◆ Records:
-------
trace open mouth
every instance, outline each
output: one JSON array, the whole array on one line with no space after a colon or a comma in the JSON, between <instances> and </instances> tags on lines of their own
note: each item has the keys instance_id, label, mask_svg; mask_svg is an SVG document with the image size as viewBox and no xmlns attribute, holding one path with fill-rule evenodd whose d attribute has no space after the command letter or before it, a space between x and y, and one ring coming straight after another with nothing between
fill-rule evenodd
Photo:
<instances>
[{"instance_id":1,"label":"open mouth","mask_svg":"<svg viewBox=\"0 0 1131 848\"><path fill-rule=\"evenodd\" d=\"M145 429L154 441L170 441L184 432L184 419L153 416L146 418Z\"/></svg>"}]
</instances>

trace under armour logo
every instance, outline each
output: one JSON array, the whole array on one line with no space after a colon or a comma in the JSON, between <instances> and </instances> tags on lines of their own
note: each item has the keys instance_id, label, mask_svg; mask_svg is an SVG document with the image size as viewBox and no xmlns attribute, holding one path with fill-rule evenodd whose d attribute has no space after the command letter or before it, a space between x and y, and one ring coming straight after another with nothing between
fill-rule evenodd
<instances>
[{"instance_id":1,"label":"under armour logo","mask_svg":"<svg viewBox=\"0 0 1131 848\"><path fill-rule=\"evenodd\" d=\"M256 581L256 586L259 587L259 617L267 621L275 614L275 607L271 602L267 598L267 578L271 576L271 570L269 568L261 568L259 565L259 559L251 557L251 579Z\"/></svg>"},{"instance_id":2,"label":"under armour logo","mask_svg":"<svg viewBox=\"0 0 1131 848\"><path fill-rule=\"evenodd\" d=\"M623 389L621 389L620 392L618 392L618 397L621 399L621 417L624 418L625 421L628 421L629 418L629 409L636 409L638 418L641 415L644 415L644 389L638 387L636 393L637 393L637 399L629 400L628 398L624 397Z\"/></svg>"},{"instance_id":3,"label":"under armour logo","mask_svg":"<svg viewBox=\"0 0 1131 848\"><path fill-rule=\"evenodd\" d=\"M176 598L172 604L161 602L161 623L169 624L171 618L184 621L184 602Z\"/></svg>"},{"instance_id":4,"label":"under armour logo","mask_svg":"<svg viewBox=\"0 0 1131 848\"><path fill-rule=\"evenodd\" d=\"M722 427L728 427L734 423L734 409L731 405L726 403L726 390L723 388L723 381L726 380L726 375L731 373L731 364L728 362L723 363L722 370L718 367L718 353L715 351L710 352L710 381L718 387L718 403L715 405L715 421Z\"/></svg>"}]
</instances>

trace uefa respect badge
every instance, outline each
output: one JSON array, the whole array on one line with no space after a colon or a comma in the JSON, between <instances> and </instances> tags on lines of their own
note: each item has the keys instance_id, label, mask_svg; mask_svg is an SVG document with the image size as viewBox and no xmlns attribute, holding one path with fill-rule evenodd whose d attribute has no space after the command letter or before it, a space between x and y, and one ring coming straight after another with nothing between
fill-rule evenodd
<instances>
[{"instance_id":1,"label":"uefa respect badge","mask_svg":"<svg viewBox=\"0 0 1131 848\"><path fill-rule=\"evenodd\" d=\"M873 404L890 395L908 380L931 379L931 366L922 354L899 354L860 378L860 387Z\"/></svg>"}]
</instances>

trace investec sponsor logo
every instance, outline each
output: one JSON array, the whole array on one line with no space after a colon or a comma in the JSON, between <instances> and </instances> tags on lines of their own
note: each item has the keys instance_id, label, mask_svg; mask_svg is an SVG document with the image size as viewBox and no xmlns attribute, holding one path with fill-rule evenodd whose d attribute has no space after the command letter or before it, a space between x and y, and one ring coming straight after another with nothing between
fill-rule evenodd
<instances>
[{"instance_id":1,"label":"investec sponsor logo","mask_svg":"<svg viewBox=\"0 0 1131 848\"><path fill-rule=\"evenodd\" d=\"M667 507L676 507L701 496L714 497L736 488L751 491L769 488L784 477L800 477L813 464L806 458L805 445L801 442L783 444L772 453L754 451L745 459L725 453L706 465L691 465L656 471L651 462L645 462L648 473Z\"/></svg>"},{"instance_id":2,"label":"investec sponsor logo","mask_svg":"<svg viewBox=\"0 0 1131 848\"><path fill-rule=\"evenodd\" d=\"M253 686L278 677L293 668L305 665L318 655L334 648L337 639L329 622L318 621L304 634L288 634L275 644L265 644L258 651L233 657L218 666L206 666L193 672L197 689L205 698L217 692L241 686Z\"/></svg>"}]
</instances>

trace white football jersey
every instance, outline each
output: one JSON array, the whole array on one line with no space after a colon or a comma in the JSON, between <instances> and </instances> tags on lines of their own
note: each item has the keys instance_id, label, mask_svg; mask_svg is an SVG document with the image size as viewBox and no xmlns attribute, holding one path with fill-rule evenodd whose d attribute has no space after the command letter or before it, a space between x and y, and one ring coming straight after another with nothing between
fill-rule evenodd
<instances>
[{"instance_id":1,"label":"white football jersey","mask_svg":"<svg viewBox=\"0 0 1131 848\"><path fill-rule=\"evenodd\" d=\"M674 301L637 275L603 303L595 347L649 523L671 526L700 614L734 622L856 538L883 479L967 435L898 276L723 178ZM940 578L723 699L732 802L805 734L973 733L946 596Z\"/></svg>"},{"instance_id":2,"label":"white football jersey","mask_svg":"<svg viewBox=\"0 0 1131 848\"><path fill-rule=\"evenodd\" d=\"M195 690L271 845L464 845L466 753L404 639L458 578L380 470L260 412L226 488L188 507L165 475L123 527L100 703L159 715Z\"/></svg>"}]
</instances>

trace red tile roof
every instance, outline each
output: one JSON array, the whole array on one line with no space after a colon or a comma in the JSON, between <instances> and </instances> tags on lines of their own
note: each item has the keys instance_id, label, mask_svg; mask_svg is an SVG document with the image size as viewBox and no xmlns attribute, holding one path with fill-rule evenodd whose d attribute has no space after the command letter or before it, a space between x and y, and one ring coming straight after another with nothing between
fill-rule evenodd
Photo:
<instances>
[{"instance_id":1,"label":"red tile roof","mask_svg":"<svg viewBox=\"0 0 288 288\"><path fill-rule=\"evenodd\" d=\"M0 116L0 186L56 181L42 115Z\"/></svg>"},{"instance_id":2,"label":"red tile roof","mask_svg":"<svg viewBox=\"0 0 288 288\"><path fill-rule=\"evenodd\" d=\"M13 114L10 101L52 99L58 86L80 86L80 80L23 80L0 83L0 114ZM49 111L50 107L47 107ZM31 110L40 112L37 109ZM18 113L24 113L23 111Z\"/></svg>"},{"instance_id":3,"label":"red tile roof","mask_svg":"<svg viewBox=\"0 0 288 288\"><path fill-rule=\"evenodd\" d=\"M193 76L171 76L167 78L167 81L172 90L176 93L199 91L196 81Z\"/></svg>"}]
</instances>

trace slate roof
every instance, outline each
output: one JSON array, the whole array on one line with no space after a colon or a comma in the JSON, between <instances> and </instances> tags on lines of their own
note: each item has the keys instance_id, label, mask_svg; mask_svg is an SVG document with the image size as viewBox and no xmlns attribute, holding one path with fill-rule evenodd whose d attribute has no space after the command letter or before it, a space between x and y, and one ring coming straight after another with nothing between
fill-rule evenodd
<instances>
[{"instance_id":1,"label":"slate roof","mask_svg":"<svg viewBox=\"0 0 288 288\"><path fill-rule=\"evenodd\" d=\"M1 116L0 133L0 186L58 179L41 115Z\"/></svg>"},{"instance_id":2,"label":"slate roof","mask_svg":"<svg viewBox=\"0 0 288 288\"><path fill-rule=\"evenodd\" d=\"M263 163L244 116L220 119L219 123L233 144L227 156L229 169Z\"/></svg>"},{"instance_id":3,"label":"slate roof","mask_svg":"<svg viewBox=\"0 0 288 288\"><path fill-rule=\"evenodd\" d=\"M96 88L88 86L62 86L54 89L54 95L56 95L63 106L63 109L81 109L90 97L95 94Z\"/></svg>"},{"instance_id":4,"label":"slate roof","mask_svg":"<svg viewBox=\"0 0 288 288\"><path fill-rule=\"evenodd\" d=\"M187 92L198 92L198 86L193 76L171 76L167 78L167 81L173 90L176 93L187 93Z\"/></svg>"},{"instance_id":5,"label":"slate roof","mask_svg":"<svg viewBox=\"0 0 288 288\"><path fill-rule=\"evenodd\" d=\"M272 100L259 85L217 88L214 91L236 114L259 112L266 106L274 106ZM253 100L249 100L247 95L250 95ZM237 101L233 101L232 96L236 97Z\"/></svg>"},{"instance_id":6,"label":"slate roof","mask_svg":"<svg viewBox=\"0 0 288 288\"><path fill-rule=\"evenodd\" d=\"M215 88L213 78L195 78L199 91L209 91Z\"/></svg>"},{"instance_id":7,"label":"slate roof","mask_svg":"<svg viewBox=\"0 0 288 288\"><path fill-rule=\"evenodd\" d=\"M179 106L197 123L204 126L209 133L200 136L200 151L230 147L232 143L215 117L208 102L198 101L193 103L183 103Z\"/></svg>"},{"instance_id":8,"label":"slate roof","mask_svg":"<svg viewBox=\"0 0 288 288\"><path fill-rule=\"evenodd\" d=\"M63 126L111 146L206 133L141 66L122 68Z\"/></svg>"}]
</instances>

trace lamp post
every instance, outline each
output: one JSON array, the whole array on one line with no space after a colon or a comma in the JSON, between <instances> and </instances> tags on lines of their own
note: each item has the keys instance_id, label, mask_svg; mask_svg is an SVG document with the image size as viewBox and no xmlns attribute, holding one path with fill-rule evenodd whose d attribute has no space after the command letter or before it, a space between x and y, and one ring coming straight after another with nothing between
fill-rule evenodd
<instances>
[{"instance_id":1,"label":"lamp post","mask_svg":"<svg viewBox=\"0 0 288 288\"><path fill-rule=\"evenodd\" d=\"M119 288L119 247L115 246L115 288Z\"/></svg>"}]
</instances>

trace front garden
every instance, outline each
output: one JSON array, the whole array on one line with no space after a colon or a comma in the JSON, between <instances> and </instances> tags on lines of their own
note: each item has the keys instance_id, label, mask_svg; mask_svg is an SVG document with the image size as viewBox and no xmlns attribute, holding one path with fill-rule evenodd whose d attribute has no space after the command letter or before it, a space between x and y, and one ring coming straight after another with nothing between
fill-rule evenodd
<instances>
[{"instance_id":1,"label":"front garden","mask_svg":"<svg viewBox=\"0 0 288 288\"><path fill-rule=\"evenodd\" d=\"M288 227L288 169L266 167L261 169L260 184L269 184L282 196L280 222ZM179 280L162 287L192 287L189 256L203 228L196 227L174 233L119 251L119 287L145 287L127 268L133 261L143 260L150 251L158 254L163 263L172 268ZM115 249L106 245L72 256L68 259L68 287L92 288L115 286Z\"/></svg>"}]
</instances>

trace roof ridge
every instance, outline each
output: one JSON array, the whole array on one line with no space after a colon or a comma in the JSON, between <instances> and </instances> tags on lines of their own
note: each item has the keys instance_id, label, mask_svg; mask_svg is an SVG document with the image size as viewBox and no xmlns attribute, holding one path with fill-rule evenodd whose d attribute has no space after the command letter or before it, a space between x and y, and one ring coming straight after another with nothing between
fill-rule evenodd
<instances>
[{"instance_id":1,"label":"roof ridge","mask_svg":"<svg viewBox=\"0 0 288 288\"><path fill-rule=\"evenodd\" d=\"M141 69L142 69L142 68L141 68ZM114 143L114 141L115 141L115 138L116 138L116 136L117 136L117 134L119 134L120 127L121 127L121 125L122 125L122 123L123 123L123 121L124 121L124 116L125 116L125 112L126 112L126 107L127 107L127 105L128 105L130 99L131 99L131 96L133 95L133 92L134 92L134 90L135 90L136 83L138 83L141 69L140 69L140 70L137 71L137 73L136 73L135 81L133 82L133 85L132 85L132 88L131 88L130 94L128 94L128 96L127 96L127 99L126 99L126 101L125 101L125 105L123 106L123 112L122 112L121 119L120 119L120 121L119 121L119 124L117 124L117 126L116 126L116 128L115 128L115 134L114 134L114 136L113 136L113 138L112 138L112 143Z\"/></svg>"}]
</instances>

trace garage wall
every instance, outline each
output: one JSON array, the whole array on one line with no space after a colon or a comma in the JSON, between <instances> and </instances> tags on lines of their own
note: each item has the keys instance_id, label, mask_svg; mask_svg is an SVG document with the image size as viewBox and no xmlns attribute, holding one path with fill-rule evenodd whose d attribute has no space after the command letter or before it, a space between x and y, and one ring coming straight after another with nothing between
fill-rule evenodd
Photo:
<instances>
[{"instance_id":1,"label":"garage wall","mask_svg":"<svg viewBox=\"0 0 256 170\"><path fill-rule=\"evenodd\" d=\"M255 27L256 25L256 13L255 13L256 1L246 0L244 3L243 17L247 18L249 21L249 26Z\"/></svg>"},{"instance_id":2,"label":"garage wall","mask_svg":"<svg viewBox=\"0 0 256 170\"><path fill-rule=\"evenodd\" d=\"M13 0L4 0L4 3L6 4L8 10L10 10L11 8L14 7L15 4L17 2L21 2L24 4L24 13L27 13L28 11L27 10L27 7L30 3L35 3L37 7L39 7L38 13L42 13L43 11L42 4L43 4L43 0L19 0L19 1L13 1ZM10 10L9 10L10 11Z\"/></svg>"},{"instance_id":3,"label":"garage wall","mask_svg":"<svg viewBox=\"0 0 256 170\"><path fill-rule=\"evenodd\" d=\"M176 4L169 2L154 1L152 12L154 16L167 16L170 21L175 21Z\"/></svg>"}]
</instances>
-------
◆ Required work: Return every line of the data that contains the string "trace", treating uppercase and lowercase letters as different.

◆ Solution below:
trace open mouth
trace under armour logo
trace uefa respect badge
trace investec sponsor logo
trace white football jersey
trace red tile roof
trace slate roof
trace lamp post
trace front garden
trace roof ridge
trace garage wall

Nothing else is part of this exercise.